Provided text
# Older people are NOT green, or are they?



## 113016 (Jun 5, 2008)

Older people are not green, or are they?


Checking out at the supermarket, the young cashier suggested to the much older woman in the queue in front
of me that she should bring her own grocery bags because plastic bags weren't good for the environment. The
woman apologised and explained, "We didn't have this 'green thing' back in my earlier days". The young cashier
responded, "That's our problem today – your generation did not care enough to save our environment for future
generations". She was right – our generation didn't have the 'green thing' in its day. Back then, we returned milk
bottles, lemonade bottles and beer bottles to the shop. The shop sent them back to the plant to be washed and
sterilised and refilled, so it could use the same bottles over and over. So they really were recycled. But we didn't
have the "green thing" back in our day.
Grocery shops bagged our groceries in brown paper bags, that we re-used for numerous things, most memorable
besides household bags for rubbish, was the use of brown paper bags as book covers for our schoolbooks. This was
to ensure that public property (the books provided for our use by the school), was not defaced by our scribblings.
Then we were able to personalise our books on the brown paper bags. But too bad we didn't do the "green thing"
back then.
We walked up stairs, because we didn't have a lift in every supermarket, shop and office building. We walked to the
local shop and didn't climb into a 300 horsepower machine every time we had to go half a mile. But she was right.
We didn't have the "green thing" in our day.
Back then, we washed the baby's Terry Towel nappies because we didn't have the throwaway kind. We dried
clothes on a line, not in an energy-gobbling machine burning up 3 kilowatts – wind and solar power really did dry our
clothes back in our early days. Kids had hand-me-down clothes from their brothers or sisters, not always brand-new
clothing. But that young lady is right; we didn't have the "green thing" back in our day.
Back then, we had one radio or TV in the house – not a TV in every room and the TV had a small screen the size of
a big handkerchief (remember them?), not a screen the size of Scotland In the kitchen. We blended and stirred by
hand because we didn't have electric machines to do everything for us. When we packaged a fragile item to send in
the post, we used wadded-up old newspapers to cushion it, not Styrofoam or plastic bubble wrap. Back then, we
didn't fire up an engine and burn petrol just to cut the lawn. We pushed the mower that ran on human power. We
exercised by working so we didn't need to go to a health club to run on treadmills that operate on electricity. But
she's right; we didn't have the "green thing" back then.
We drank from a tap or fountain when we were thirsty instead of using a cup or a plastic bottle every time we had a
drink of water. We refilled writing pens with ink instead of buying a new pen, and we replaced the razor blades in a
razor instead of throwing away the whole razor just because the blade got dull. But, of course, we didn't have the
"green thing" back then.

Directives
(a) Set down the passage of the forum post about older people and the "green thing" from "Then we were" up to and including "she was right.", word for word.
(b) Using the forum post about older people and the "green thing," decide whether each statement below agrees with it. Answer yes or no for each and quote the words that settle it.
(i) The cashier told the older woman to bring her own grocery bags.
(ii) The shop washed and refilled the returned bottles itself.
(iii) Brown paper grocery bags served as covers for schoolbooks.
(c) Please continue the forum post about older people and the "green thing," starting after its last sentence.

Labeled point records
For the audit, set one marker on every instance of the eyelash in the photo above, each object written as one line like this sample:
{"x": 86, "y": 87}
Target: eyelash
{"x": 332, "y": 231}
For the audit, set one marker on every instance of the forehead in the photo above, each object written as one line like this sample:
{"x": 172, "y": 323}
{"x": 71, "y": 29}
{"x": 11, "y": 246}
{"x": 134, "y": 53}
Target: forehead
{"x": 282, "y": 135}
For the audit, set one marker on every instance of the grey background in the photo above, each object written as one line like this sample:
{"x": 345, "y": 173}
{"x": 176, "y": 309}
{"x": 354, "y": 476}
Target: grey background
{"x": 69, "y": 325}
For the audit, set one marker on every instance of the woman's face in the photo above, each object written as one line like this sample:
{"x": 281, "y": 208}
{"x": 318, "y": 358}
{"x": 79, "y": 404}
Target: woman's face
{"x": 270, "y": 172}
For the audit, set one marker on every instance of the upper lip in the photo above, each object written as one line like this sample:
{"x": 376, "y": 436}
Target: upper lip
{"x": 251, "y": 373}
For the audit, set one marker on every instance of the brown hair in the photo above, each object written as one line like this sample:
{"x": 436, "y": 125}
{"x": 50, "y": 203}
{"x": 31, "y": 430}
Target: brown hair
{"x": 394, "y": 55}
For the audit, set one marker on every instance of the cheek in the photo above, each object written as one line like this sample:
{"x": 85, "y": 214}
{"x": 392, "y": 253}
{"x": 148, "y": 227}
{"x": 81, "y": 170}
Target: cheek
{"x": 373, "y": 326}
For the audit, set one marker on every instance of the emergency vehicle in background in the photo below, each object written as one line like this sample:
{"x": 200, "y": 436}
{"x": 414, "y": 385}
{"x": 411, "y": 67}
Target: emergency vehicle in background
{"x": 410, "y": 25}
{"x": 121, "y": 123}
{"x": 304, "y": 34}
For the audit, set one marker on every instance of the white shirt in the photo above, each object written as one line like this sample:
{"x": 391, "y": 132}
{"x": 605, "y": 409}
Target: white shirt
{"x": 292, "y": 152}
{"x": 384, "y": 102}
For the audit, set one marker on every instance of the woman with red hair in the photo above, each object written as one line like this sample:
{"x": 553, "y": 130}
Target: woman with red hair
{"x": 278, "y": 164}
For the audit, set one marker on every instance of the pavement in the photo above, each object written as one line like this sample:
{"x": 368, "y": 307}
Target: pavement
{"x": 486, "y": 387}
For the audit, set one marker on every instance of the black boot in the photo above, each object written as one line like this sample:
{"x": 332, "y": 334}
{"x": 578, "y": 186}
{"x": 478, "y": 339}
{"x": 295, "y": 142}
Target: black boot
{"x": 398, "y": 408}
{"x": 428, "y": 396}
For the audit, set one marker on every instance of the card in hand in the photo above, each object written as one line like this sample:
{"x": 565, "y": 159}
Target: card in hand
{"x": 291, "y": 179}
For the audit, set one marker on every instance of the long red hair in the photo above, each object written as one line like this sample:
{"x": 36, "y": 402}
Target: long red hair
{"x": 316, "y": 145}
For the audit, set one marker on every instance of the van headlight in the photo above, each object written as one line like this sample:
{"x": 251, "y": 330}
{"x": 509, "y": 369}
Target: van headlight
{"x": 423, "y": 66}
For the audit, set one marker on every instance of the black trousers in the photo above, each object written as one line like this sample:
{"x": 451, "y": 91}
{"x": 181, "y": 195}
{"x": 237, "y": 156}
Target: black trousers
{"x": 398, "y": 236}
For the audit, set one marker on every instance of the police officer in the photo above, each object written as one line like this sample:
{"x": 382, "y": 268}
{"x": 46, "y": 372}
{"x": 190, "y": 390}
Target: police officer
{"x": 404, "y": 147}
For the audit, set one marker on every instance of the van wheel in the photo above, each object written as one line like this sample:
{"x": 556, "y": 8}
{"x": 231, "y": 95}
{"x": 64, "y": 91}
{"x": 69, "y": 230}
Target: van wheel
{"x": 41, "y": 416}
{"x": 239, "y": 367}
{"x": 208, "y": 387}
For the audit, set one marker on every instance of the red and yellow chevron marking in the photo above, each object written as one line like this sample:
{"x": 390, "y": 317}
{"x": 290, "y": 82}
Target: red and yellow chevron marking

Answer list
(a)
Then we were able to personalise our books on the brown paper bags. But too bad we didn't do the "green thing"
back then.
We walked up stairs, because we didn't have a lift in every supermarket, shop and office building. We walked to the
local shop and didn't climb into a 300 horsepower machine every time we had to go half a mile. But she was right.

(b)
(i) Yes: "the young cashier suggested to the much older woman in the queue in front of me that she should bring her own grocery bags"
(ii) No: "The shop sent them back to the plant to be washed and sterilised and refilled"
(iii) Yes: "the use of brown paper bags as book covers for our schoolbooks"

(c)
Back then, people took the bus and kids rode their bikes to school or walked instead of turning their Mums into a 24-
hour taxi service in the family's £50,000 ‘People Carrier’ which cost the same as a whole house did before the "green
thing". We had one electrical outlet in a room, not an entire bank of sockets to power a dozen appliances and we
didn't need a computerised gadget to receive a signal beamed from satellites 23,000 miles out in space in order to
find the nearest Pub! But isn't it sad that the current generation laments how wasteful we old folks were just because
we didn't have the "green thing" back then?
Please forward this on to another selfish old person who needs a lesson in conservation from a smart arse young
person. We don't like being old in the first place, so it doesn't take much to really upset us, especially from a tattooed,
multiple-pierced smart arse who can't work out the change without the cash register telling them how much it is! Here
endeth the lesson!


----------



## cronkle (May 1, 2005)

and we let it change.


----------



## A14GAS (Oct 9, 2014)

Well said .


----------



## wobby (May 1, 2005)

And back in our childhood we got a clip round the ear for chucking rubbish on the ground. Now our country is like a rubbish dump.

Wobby


----------



## cronkle (May 1, 2005)

> And back in our childhood we got a clip round the ear for chucking rubbish on the ground. Now our country is like a rubbish dump.
> 
> Wobby


On the bright side there's much less dog cr4p around.


----------



## aldra (Jul 2, 2009)

It's how it is

The smart young person would have been cutdown to size by me

A pussy cat until I extend my claws

The young have the right ideas

We old ones have the memories

And the common sense to know change takes time

And with a combination of young and old ideas

We will get there

Aldra


----------



## cabby (May 14, 2005)

I take it that you are a Liberal then aldra.

cabby


----------



## Cazzie (Feb 13, 2009)

The litter thing really gets me!
I'm always picking up rubbish from the end of our drive which has been thrown out of passing vehicles.
Last week our son walked around his small village picking up litter mostly thrown from vehicles. He filled two large black sacks.

Cazzie


----------



## tony50 (Oct 16, 2007)

Who supplies the plastic bags ? the shops, in the USA they use a lot of large paper bags. Use your own reuseable bags ! you know where yours have been, do you know where others shoppers bags have been ? do you think about that when you load your bags up where someone else has had theirs ? I think they are Germ carriers , Recycleable bags are the answer I think, and a further point where we used to use these supermarket bags for the pedal bin at home, you now can see shelves of different plastic bags pedal bins on sale in your supermarket to replace the bags you use to get free !!

Tony A.


----------



## daffodil (Aug 7, 2014)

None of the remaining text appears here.